# Problem statement
Nothing in the records should be left out; transcribe them exactly.

# Data
____

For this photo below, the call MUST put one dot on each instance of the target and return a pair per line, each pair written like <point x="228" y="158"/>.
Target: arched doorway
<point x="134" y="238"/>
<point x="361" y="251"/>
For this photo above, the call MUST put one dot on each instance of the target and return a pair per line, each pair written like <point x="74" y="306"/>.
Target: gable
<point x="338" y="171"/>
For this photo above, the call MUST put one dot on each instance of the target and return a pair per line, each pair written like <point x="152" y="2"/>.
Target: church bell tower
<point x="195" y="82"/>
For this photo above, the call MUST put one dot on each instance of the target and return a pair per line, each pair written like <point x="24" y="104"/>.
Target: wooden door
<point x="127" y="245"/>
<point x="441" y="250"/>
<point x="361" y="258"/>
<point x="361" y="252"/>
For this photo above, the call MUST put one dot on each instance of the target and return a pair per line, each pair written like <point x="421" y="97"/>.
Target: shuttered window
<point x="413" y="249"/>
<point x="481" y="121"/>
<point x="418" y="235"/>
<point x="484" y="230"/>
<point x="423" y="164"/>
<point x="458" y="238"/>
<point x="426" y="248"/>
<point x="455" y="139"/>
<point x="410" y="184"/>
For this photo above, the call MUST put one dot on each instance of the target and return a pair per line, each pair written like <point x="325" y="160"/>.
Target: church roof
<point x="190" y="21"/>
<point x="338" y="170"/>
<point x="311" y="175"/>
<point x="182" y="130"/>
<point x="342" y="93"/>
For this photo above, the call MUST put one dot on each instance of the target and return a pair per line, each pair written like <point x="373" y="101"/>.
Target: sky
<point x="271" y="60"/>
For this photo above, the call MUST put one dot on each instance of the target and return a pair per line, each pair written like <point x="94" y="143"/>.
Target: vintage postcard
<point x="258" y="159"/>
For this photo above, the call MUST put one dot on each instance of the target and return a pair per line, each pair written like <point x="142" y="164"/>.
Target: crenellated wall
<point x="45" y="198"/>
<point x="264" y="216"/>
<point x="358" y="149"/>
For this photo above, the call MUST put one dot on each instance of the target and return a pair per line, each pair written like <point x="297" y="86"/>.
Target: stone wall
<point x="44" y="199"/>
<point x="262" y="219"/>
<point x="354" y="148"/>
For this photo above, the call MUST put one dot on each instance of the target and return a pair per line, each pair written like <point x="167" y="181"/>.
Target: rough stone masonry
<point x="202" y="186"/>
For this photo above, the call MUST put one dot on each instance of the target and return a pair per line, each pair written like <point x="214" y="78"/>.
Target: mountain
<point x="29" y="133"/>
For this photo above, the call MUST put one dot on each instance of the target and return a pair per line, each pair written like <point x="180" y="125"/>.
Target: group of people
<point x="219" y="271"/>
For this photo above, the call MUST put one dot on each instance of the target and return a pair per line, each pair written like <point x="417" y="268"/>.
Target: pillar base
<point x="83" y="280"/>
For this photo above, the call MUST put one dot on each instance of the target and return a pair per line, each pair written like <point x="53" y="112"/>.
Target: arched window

____

# Answer to the exercise
For this photo below, the call MUST put one dot on each instance of the target and return a pair per line, each pair written like <point x="228" y="158"/>.
Target: arched doorway
<point x="134" y="238"/>
<point x="361" y="251"/>
For this photo above, the call MUST put one dot on each instance of the target and return a pair per line, each pair written like <point x="74" y="306"/>.
Target: gable
<point x="338" y="171"/>
For this photo above, the call MUST put one dot on each instance of the target and return a pair per line, each pair written like <point x="152" y="2"/>.
Target: church bell tower
<point x="195" y="82"/>
For this photo above, the call MUST put one dot on each instance of the target and return a pair per line, each pair written like <point x="24" y="104"/>.
Target: wooden door
<point x="127" y="245"/>
<point x="441" y="250"/>
<point x="361" y="258"/>
<point x="361" y="252"/>
For this photo above, the call MUST put one dot on each instance of the target and return a pair per line, each pair written like <point x="421" y="97"/>.
Target: shuttered window
<point x="413" y="249"/>
<point x="481" y="121"/>
<point x="418" y="235"/>
<point x="484" y="230"/>
<point x="423" y="164"/>
<point x="458" y="238"/>
<point x="426" y="248"/>
<point x="455" y="139"/>
<point x="410" y="184"/>
For this photo above, the call MUST put one dot on each instance of the target and return a pair per line, each pair written like <point x="325" y="160"/>.
Target: church roof
<point x="190" y="21"/>
<point x="338" y="170"/>
<point x="311" y="175"/>
<point x="182" y="130"/>
<point x="342" y="93"/>
For this photo above, the call MUST put one dot on each instance of the target and return a pair per line, each pair written like <point x="373" y="101"/>.
Target: sky
<point x="271" y="60"/>
For this photo above, the call MUST put one dot on each instance of the target and return a pair per line, each pair written like <point x="94" y="143"/>.
Target: vintage postcard
<point x="258" y="159"/>
For this photo above, the call MUST put one dot on each instance of the target and return a pair per line, each pair written like <point x="142" y="164"/>.
Target: crenellated wall
<point x="45" y="198"/>
<point x="264" y="216"/>
<point x="358" y="149"/>
For this photo above, the call MUST put one dot on each instance of the target and return a pair per line, each pair written like <point x="297" y="86"/>.
Target: stone wall
<point x="44" y="199"/>
<point x="262" y="219"/>
<point x="354" y="148"/>
For this photo above, the call MUST put one dot on each instance of the target and return a pair per line, each pair written like <point x="167" y="181"/>.
Target: rough stone masonry
<point x="202" y="186"/>
For this photo above, the call MUST put one dot on each instance of the target and return a pair per line, each pair written like <point x="214" y="78"/>.
Target: mountain
<point x="29" y="133"/>
For this photo above, the call MUST put one dot on each instance of the target and return a pair per line, each pair written like <point x="180" y="125"/>.
Target: group of people
<point x="219" y="271"/>
For this photo above, the call MUST put one dot on each instance of the target and return a pair per line, each pair written like <point x="417" y="268"/>.
Target: pillar base
<point x="83" y="280"/>
For this photo above, the call MUST put one dot on each instance of the target and return a pair per line, each pair written like <point x="53" y="112"/>.
Target: arched window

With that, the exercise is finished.